TASK BRIEF => Reproduce every line of the records below, substituting "validation set" for each occurrence of "evaluation benchmark" and leaving everything else unchanged. Omit the pictures from your answer.

____________________

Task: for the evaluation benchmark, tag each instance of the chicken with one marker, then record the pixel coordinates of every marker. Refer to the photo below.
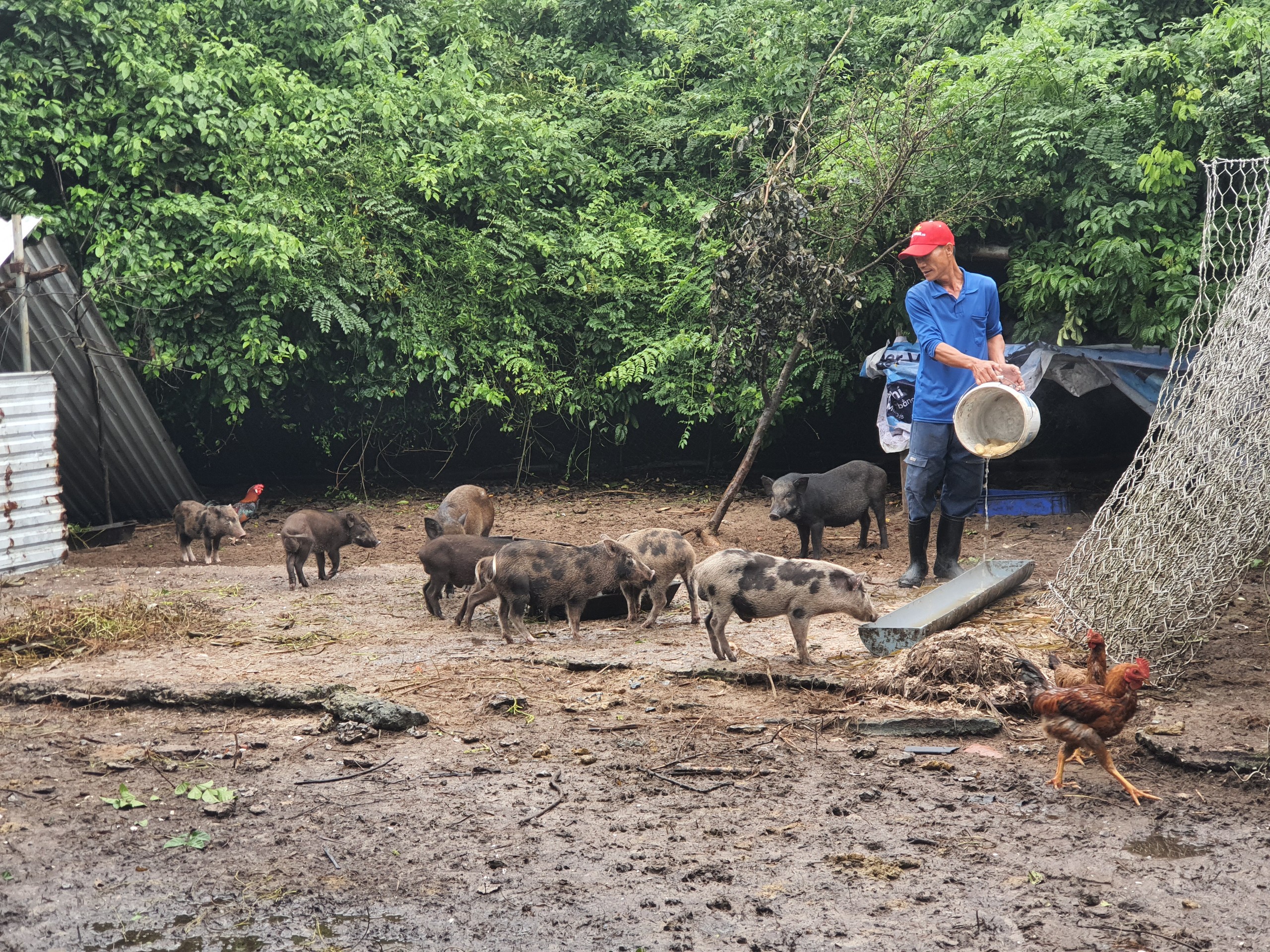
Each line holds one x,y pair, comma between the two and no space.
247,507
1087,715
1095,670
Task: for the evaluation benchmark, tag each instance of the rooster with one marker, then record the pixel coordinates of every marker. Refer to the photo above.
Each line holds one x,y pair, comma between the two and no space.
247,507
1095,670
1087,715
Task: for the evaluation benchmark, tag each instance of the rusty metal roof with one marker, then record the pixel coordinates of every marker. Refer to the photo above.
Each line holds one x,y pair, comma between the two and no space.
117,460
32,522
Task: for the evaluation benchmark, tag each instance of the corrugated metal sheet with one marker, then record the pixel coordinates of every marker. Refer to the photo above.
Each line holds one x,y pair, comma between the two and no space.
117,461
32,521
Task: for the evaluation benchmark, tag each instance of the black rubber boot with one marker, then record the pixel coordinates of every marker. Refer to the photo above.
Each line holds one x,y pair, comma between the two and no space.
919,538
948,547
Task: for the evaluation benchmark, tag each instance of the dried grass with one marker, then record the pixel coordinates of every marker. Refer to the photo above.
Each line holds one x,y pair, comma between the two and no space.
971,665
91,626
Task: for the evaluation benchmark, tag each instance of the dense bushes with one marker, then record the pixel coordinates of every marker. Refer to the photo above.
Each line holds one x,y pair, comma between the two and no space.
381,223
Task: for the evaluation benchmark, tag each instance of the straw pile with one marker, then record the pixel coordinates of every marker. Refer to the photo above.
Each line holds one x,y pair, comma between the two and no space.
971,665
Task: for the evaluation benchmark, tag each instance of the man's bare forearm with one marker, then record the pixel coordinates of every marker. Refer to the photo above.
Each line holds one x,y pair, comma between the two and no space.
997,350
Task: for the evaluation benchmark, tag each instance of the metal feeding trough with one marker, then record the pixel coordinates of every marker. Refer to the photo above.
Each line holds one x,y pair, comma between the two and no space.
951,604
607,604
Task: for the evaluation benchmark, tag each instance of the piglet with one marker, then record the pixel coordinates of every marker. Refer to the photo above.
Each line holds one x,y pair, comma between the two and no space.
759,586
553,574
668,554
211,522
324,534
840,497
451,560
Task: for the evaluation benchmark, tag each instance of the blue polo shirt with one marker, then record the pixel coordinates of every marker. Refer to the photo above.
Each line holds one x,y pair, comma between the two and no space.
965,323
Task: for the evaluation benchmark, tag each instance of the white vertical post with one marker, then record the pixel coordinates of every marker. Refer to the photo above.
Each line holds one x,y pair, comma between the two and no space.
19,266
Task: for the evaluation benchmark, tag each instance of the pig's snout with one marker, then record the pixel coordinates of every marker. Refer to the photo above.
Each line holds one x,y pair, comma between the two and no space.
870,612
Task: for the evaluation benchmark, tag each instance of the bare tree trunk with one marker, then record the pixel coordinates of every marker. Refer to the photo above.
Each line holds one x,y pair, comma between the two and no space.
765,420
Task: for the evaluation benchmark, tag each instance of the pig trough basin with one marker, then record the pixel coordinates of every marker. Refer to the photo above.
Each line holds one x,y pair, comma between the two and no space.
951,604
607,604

____________________

SOLVED EXERCISE =>
Task: for the validation set, tag each instance of the chicken with one marker, then record the pixel coordinates of every marker. Refer to the photo below.
Each line holds one x,y pair, comma between the two and no space.
247,507
1087,715
1095,670
Task: for the validation set, tag each instance of the rooster with one marker, then record the pixel coordinates of every marker. Refer to the photo above.
Each line holds one x,y pair, comma between the two and no space.
247,507
1095,670
1087,715
Task: for the validation set, tag each instance of the rusty metal roof with one marker, then record the pixel coordinates of every marker. Refer to the photo above.
Each line holds one x,y pair, comma between the two and no space.
117,460
32,522
Task: for the validation set, tag each instance of the corrugated metal sheet with one marker, then record the pixel coordinates of every marker. Refer to the photo above.
Each line holds one x,y pair, comma between the two and no space.
117,461
32,521
Task: for the validation set, tag each instance of the black rubber boot with one marker, then record the pixel coordinates of every marker. Refer to the photo above.
Each line holds one x,y pair, comma between the two and no space.
919,538
948,547
Task: for the validation set, tag each instance of the dried grass with one marker, then record the pixel coordinates of every marker. Refer to the photo above.
Each line holds one x,y pair, comma between the two and no space.
971,665
91,626
Task: for the validation set, tag each instance of the dense bushes with one marker, then record the pixel coordinates of every marker. Refer to the photo above.
Each line holds one x,y pair, comma between the two and no space.
381,223
Task: for the validation set, tag each instance of the straw pile with one marker, then record the pixel coordinates of every marker. Refer to the photo above.
Each line holds one x,y pair, comma between the two and no space.
971,665
Task: for the validation set, tag each instance of the man's bare forearm with one marker, then record the pixel coordinates of every marker. Refer to the photo above.
Each line holds one x,y pair, comma between the two and no space.
997,350
Task: for the validation set, tag each instance of the metal feeding trough with one marker, then record the pixel coordinates of every marker. Refer to the photo above.
Each line holds one x,y pair, comma between the two and no space.
951,604
607,604
Task: for the validation set, tag each instance of the piglet with one marker, then record the pixel coordinates of every marker. Refer to the photo above.
Each line holds one x,y pair, comma between the two and no space.
759,586
553,574
668,554
211,522
324,534
840,497
451,560
Task: for the validation set, tag each instance of the blue polo shirt with one marker, then record the pixel coordinates of every marker. Refer to the photo above.
Each line holds one x,y pair, comma between the two and no space.
965,323
Task: for the validation set, tag each instance of the white vertical post with one marker, then record the pixel coordinates of every marker. Refer to the photo above.
Each line holds one x,y pair, comma between the two and no space.
19,266
Task: for the validation set, tag each instance of the pig's snout with one marker, then record the pixel coordinates of every marker. Refer to the photo above.
Each line holds one x,y pair, comma between the two and no space.
870,612
Task: for the validation set, tag each instance of the bare tree trunk with one marker, then record the pixel coordinates of every marker. Refer to the photo above.
Each line holds one x,y pair, comma between the two and no space.
765,420
Task: for the validation set, tag each instance of the pig trough basin with one marker, then record the pixel coordinates of every marker. Refer to the photo above.
Each line holds one x,y pair, comma between the two and no space.
951,604
607,604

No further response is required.